## Text for analysis:
================

To find the combined rate for a specific address, check your state’s department of revenue website. Many states offer free rate-lookup tools where you enter a ZIP code or street address and get the exact combined rate.

Adding Sales Tax on an Invoice

In most states, sellers are legally required to show the sales tax as a separate line item on receipts and invoices. You generally cannot just absorb the tax into the listed price without breaking it out. A properly formatted invoice typically looks like this:

  • Line items with individual prices
  • Subtotal of all taxable goods or services
  • Sales tax as its own line, showing the rate and the dollar amount
  • Total combining subtotal and tax

Some items on the same invoice may be taxable while others are not. Groceries, prescription medications, and certain clothing items are exempt in many states. When you have a mix, apply the tax rate only to the taxable subtotal.

When a Sale Is Tax-Exempt

Certain buyers do not owe sales tax, but you need documentation to prove it. Resellers purchasing inventory for resale, nonprofit organizations, government agencies, manufacturers buying raw materials for production, and agricultural producers buying farming supplies all commonly qualify for exemptions.

To honor an exemption, collect a completed exemption certificate from the buyer before or at the time of the sale. A valid certificate includes the purchaser’s name and address, their taxpayer identification number, a description of what they’re buying, the reason for the exemption, and a signature. Keep these certificates on file. If you’re ever audited and can’t produce a valid certificate for a tax-free sale, you could be held liable for the uncollected tax.

Sales Tax for Online and Out-of-State Sellers

If you sell online or ship products across state lines, you may be required to collect sales tax in states where you have “nexus,” which is a legal connection to that state. Nexus used to require a physical presence like a warehouse or office, but most states now also recognize economic nexus, triggered when your sales into the state cross a dollar or transaction threshold.

The most common threshold is $100,000 in annual sales into the state. A handful of states set higher bars, with thresholds reaching $250,000 or $500,000. Some states also trigger nexus at 200 or more separate transactions regardless of dollar volume. Once you cross the threshold, you need to register with that state, collect the correct rate on each sale, and remit the tax on the state’s filing schedule.

================

## Your instructions:
Continue the text on sales tax from the point where it stops.

## Given information:
================

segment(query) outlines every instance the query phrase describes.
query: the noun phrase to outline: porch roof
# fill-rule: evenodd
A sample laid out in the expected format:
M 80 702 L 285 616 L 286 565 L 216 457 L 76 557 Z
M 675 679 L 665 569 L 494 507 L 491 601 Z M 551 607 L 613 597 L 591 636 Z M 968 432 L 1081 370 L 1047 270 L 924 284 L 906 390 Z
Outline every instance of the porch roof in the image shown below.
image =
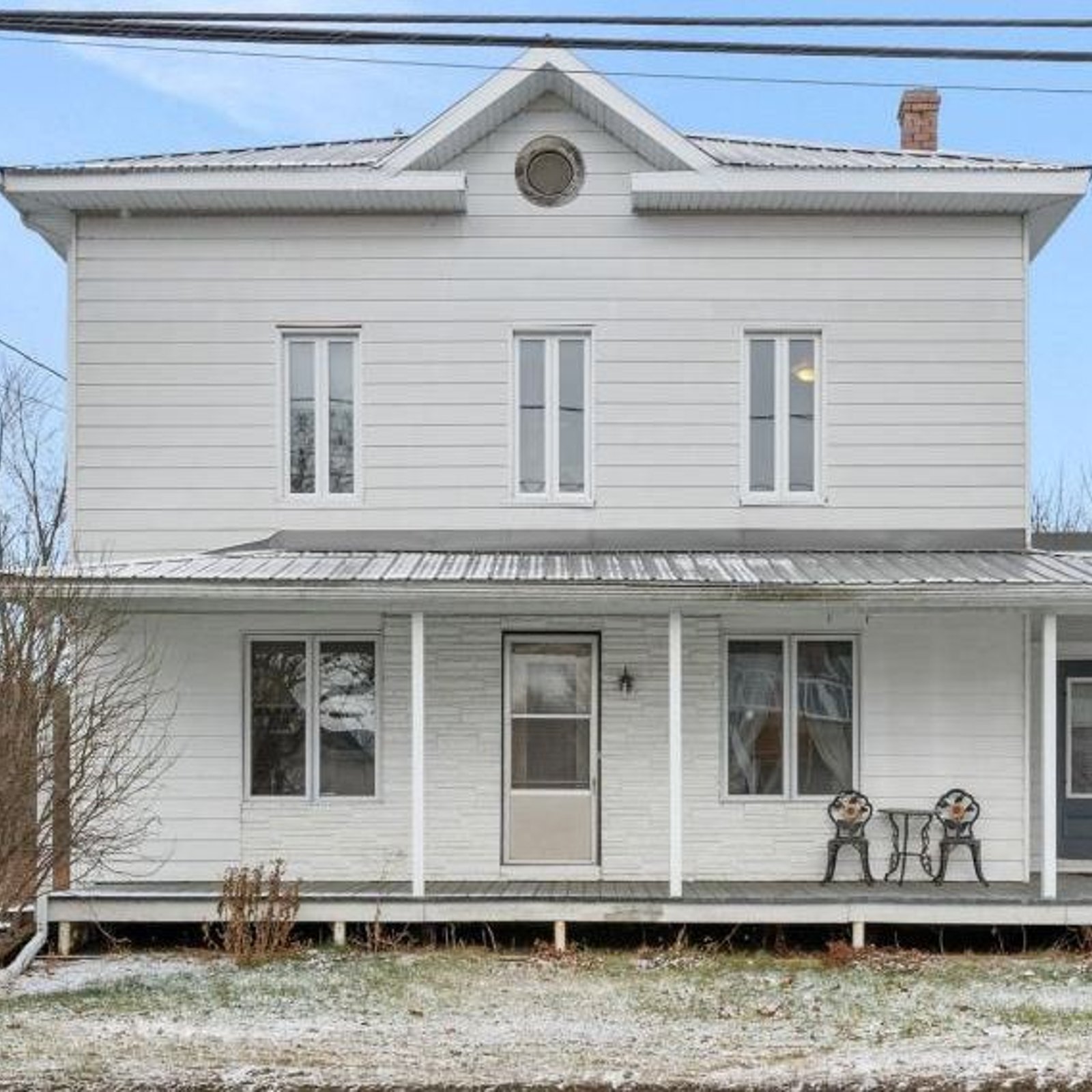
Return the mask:
M 63 578 L 103 580 L 146 594 L 212 589 L 551 594 L 637 590 L 719 592 L 738 598 L 925 594 L 976 600 L 1059 596 L 1092 606 L 1092 554 L 1064 550 L 317 550 L 234 548 L 83 565 Z

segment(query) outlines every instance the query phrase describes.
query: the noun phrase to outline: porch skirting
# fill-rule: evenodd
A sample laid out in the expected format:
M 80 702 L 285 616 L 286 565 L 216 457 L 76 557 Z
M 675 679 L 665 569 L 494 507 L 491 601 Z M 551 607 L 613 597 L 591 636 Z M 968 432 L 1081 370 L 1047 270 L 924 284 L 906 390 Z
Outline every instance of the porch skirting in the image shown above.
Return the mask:
M 49 919 L 203 923 L 215 919 L 217 898 L 207 883 L 103 885 L 56 892 Z M 299 921 L 1092 926 L 1092 876 L 1060 876 L 1053 900 L 1041 897 L 1037 877 L 989 888 L 693 881 L 682 885 L 679 899 L 668 898 L 666 881 L 431 881 L 423 899 L 408 881 L 312 883 L 304 887 Z

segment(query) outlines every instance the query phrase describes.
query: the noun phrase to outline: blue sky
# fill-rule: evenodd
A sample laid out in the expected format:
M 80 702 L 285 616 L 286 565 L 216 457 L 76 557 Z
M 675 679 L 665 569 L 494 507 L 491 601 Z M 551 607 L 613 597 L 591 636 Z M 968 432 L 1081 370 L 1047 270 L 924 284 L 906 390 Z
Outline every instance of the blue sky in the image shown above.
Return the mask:
M 11 7 L 33 8 L 15 3 Z M 112 7 L 126 7 L 114 3 Z M 103 8 L 107 3 L 85 7 Z M 138 7 L 129 4 L 128 7 Z M 149 7 L 143 4 L 140 7 Z M 182 7 L 170 4 L 171 8 Z M 200 7 L 193 4 L 192 7 Z M 213 7 L 210 4 L 210 7 Z M 219 4 L 217 4 L 219 7 Z M 245 7 L 233 4 L 233 7 Z M 331 0 L 254 3 L 300 10 L 351 10 Z M 778 15 L 1080 15 L 1081 0 L 913 3 L 770 2 L 731 5 L 690 0 L 667 5 L 642 0 L 595 4 L 392 2 L 376 10 L 477 12 L 579 11 L 673 14 Z M 595 32 L 589 32 L 595 33 Z M 668 36 L 666 32 L 650 32 Z M 684 32 L 685 33 L 685 32 Z M 695 34 L 696 32 L 690 32 Z M 988 32 L 733 31 L 755 40 L 862 43 L 982 43 Z M 1090 32 L 994 32 L 988 40 L 1011 47 L 1092 49 Z M 244 47 L 246 48 L 246 47 Z M 288 51 L 305 52 L 297 47 Z M 333 49 L 311 50 L 330 55 Z M 0 164 L 48 163 L 102 155 L 246 146 L 413 131 L 485 79 L 473 69 L 417 68 L 382 61 L 441 61 L 502 66 L 514 50 L 369 48 L 329 62 L 251 59 L 185 52 L 84 48 L 12 40 L 0 34 Z M 687 57 L 586 54 L 616 82 L 677 128 L 890 146 L 897 143 L 899 88 L 697 82 L 669 73 L 776 80 L 864 80 L 942 88 L 945 147 L 1092 163 L 1092 66 L 999 64 L 956 61 L 879 61 L 805 58 Z M 1090 94 L 983 93 L 954 84 L 1088 87 Z M 948 86 L 946 86 L 948 85 Z M 1092 199 L 1072 215 L 1033 266 L 1030 351 L 1032 442 L 1036 477 L 1063 466 L 1092 465 Z M 63 368 L 64 271 L 60 260 L 25 230 L 5 203 L 0 207 L 0 337 Z

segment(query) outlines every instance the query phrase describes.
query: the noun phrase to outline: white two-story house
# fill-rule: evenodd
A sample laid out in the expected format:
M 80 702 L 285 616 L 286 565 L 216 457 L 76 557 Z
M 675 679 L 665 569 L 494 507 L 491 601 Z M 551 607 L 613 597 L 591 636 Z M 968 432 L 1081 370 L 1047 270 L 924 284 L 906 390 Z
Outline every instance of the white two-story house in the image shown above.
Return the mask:
M 51 915 L 283 857 L 330 922 L 1092 922 L 1025 370 L 1089 173 L 937 108 L 690 136 L 542 49 L 410 136 L 5 169 L 70 273 L 74 548 L 174 693 L 140 859 Z M 992 886 L 820 888 L 851 786 L 880 875 L 880 808 L 973 793 Z

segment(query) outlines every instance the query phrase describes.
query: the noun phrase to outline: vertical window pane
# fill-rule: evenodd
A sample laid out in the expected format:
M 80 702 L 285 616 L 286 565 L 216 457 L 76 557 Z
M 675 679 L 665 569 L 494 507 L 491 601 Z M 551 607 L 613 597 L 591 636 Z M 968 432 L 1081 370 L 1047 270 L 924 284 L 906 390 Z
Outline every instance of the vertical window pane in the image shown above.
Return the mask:
M 853 786 L 853 642 L 796 644 L 797 792 L 832 796 Z
M 811 492 L 816 486 L 816 343 L 788 342 L 788 489 Z
M 250 792 L 307 793 L 307 645 L 256 641 L 250 646 Z
M 353 343 L 332 341 L 330 352 L 330 491 L 353 491 Z
M 512 788 L 589 788 L 591 721 L 512 717 Z
M 314 492 L 314 342 L 288 342 L 288 485 Z
M 749 417 L 750 488 L 755 492 L 772 492 L 776 465 L 776 342 L 756 339 L 750 342 Z
M 558 343 L 558 487 L 584 491 L 584 342 Z
M 319 645 L 319 792 L 376 793 L 376 644 Z
M 1092 682 L 1069 691 L 1069 791 L 1092 793 Z
M 728 642 L 728 792 L 779 796 L 784 784 L 781 641 Z
M 546 491 L 546 342 L 520 339 L 520 492 Z
M 592 711 L 592 645 L 531 643 L 512 645 L 512 712 L 514 714 Z

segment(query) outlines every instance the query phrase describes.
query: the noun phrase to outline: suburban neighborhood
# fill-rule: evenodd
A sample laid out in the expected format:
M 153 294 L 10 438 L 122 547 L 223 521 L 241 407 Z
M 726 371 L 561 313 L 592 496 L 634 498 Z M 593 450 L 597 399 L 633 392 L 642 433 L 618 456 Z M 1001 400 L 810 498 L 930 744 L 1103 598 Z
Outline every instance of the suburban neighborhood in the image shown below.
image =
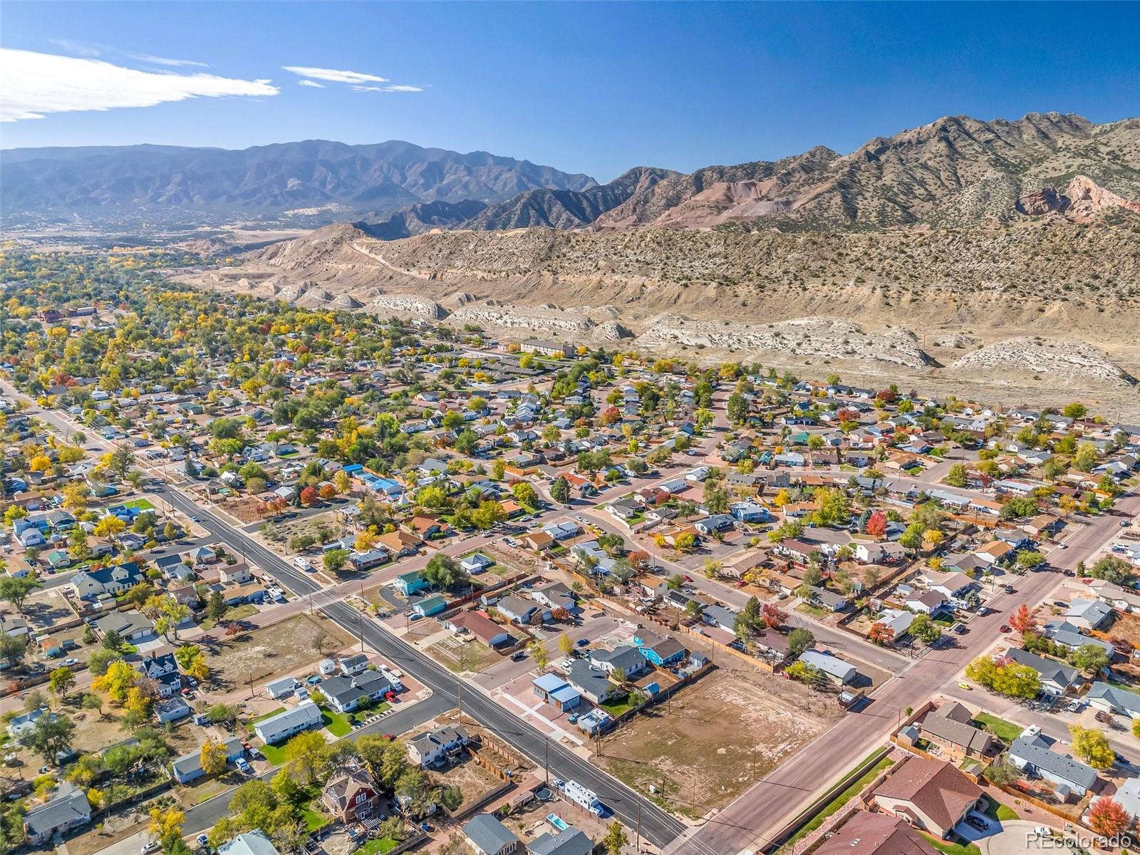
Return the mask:
M 5 852 L 1129 845 L 1140 426 L 160 255 L 3 262 Z

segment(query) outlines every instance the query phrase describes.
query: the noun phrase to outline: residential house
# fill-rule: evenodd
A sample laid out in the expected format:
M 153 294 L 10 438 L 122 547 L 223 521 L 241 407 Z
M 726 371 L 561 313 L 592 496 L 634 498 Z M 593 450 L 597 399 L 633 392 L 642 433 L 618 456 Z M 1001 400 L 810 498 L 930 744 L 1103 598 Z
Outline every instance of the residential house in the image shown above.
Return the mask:
M 581 703 L 581 692 L 557 674 L 540 674 L 530 681 L 530 686 L 535 694 L 563 712 Z
M 1056 795 L 1062 799 L 1073 793 L 1083 798 L 1097 785 L 1097 769 L 1059 751 L 1053 751 L 1041 734 L 1020 735 L 1009 747 L 1009 760 L 1029 775 L 1057 784 Z
M 179 722 L 190 715 L 190 705 L 178 695 L 158 701 L 154 705 L 154 717 L 160 726 Z
M 988 757 L 996 742 L 980 727 L 975 727 L 971 719 L 966 707 L 948 701 L 926 714 L 921 723 L 922 735 L 955 755 Z
M 412 611 L 421 618 L 429 618 L 432 614 L 439 614 L 441 611 L 447 611 L 447 600 L 439 594 L 432 594 L 431 596 L 425 596 L 422 600 L 414 602 L 412 604 Z
M 461 611 L 450 618 L 441 619 L 440 622 L 453 633 L 475 636 L 488 648 L 504 644 L 511 638 L 511 634 L 503 626 L 496 624 L 487 612 L 481 610 Z
M 847 685 L 858 677 L 858 669 L 850 662 L 845 662 L 839 657 L 830 653 L 821 653 L 817 650 L 805 650 L 799 654 L 797 661 L 817 668 L 823 676 L 839 685 Z
M 1065 612 L 1065 620 L 1077 629 L 1100 629 L 1113 617 L 1110 606 L 1099 600 L 1074 597 Z
M 368 657 L 364 653 L 353 653 L 341 659 L 341 674 L 352 677 L 364 673 L 368 668 Z
M 847 608 L 847 597 L 828 588 L 816 586 L 808 587 L 808 601 L 813 605 L 819 605 L 828 611 L 842 611 Z
M 530 624 L 540 611 L 537 603 L 514 594 L 507 594 L 495 604 L 495 608 L 504 618 L 515 624 Z
M 222 585 L 245 585 L 253 579 L 253 575 L 249 564 L 237 561 L 233 564 L 222 564 L 218 569 L 218 579 Z
M 320 804 L 340 823 L 370 819 L 380 801 L 380 790 L 372 773 L 360 763 L 339 768 L 320 791 Z
M 653 665 L 661 668 L 677 665 L 689 656 L 689 650 L 671 635 L 660 636 L 650 629 L 638 628 L 633 636 L 637 650 Z
M 142 581 L 146 581 L 142 569 L 133 561 L 128 561 L 98 570 L 80 570 L 72 577 L 71 586 L 80 600 L 98 600 L 122 594 Z
M 378 701 L 392 690 L 392 682 L 378 670 L 355 677 L 326 677 L 320 684 L 321 694 L 337 712 L 351 712 L 369 701 Z
M 189 783 L 202 777 L 205 774 L 205 769 L 202 768 L 202 750 L 197 749 L 176 757 L 170 763 L 170 772 L 178 783 Z
M 594 668 L 583 659 L 573 660 L 573 665 L 567 671 L 567 683 L 592 703 L 605 703 L 621 691 L 604 670 Z
M 288 698 L 296 691 L 296 689 L 298 682 L 293 677 L 280 677 L 266 683 L 266 691 L 269 693 L 270 698 L 276 700 Z
M 116 633 L 120 638 L 133 644 L 146 641 L 154 635 L 154 624 L 150 619 L 137 611 L 116 611 L 99 618 L 96 622 L 99 634 L 106 637 L 109 633 Z
M 1109 659 L 1116 654 L 1116 648 L 1112 644 L 1106 641 L 1101 641 L 1100 638 L 1081 635 L 1081 632 L 1067 620 L 1050 620 L 1041 628 L 1041 630 L 1048 638 L 1052 638 L 1054 642 L 1062 644 L 1069 650 L 1076 650 L 1077 648 L 1083 648 L 1085 644 L 1092 644 L 1093 646 L 1104 650 L 1108 654 Z
M 593 852 L 594 842 L 573 825 L 544 831 L 527 844 L 527 855 L 591 855 Z
M 477 814 L 463 826 L 463 837 L 474 855 L 518 855 L 522 841 L 490 814 Z
M 938 855 L 902 816 L 856 811 L 813 855 Z
M 1140 694 L 1097 681 L 1089 686 L 1085 700 L 1093 709 L 1114 712 L 1129 718 L 1140 718 Z
M 410 596 L 412 594 L 417 594 L 421 591 L 426 591 L 429 584 L 423 573 L 418 570 L 413 570 L 408 573 L 400 573 L 392 579 L 392 587 L 400 592 L 404 596 Z
M 36 846 L 52 836 L 85 825 L 91 821 L 91 805 L 74 784 L 62 782 L 42 805 L 24 814 L 24 833 Z
M 315 702 L 304 700 L 293 709 L 258 722 L 253 725 L 253 732 L 268 746 L 310 727 L 317 727 L 320 723 L 320 708 Z
M 479 573 L 487 572 L 488 569 L 495 565 L 495 561 L 483 555 L 481 552 L 477 552 L 473 555 L 467 555 L 465 559 L 459 561 L 459 567 L 462 567 L 466 572 L 472 576 L 478 576 Z
M 442 762 L 471 741 L 462 727 L 441 725 L 408 740 L 408 757 L 421 768 Z
M 261 830 L 246 831 L 218 847 L 218 855 L 279 855 Z
M 424 542 L 415 535 L 401 531 L 400 529 L 389 531 L 386 535 L 381 535 L 376 538 L 376 544 L 378 546 L 384 547 L 398 559 L 415 555 L 420 552 L 420 547 L 423 546 L 423 543 Z
M 571 614 L 579 611 L 578 600 L 573 592 L 561 581 L 552 581 L 548 585 L 534 588 L 530 596 L 536 603 L 548 609 L 565 609 Z
M 636 678 L 638 675 L 650 670 L 650 665 L 645 657 L 642 656 L 637 648 L 629 644 L 624 644 L 613 650 L 591 650 L 589 663 L 610 675 L 620 669 L 627 679 Z
M 947 763 L 911 757 L 895 766 L 872 798 L 885 813 L 946 838 L 978 806 L 982 790 Z
M 1064 662 L 1031 653 L 1028 650 L 1012 649 L 999 660 L 1000 663 L 1013 662 L 1033 668 L 1041 678 L 1041 691 L 1045 694 L 1060 697 L 1067 693 L 1073 686 L 1080 684 L 1080 673 L 1076 668 L 1069 668 Z
M 182 676 L 178 673 L 178 661 L 173 653 L 163 653 L 162 656 L 150 653 L 135 667 L 144 676 L 157 683 L 158 695 L 162 698 L 170 698 L 182 687 Z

================

## Response area:
E-commerce platforms like Shopify, Amazon, and Square handle much of this automatically. They calculate the rate based on the buyer’s address, add it at checkout, and in some cases remit it on your behalf. If you use one of these platforms, verify that the tax settings are configured correctly for every state where you have nexus. If you sell through your own website or in person, sales tax automation software can plug into your checkout process and apply the right rate by address.

Handling Rounding

Tax calculations often produce amounts with fractions of a cent. Most states follow standard rounding: if the third decimal place is 5 or higher, round up; otherwise, round down. On a $14.99 item at 8.375%, the raw tax is $1.25491…, which rounds to $1.25. A few states have specific bracket tables that dictate the exact tax for each price range. Your state’s tax authority will specify which method to use, and most modern register systems handle it automatically.

Filing and Remitting Collected Tax

Sales tax you collect does not belong to your business. It belongs to the state, and you’re responsible for turning it over on time. States assign a filing frequency (monthly, quarterly, or annually) based on your sales volume. Higher-volume sellers file more often.

Each filing period, you report the total taxable sales, the tax collected, and any exemptions or deductions. Many states offer a small discount (often around 1% to 3% of the tax collected) for filing and paying on time as compensation for the administrative work of collecting. Late filings trigger penalties and interest that add up quickly.

Register for a sales tax permit with each state where you have nexus before you start collecting. Collecting sales tax without a valid permit is illegal in most states, even if you intend to remit it.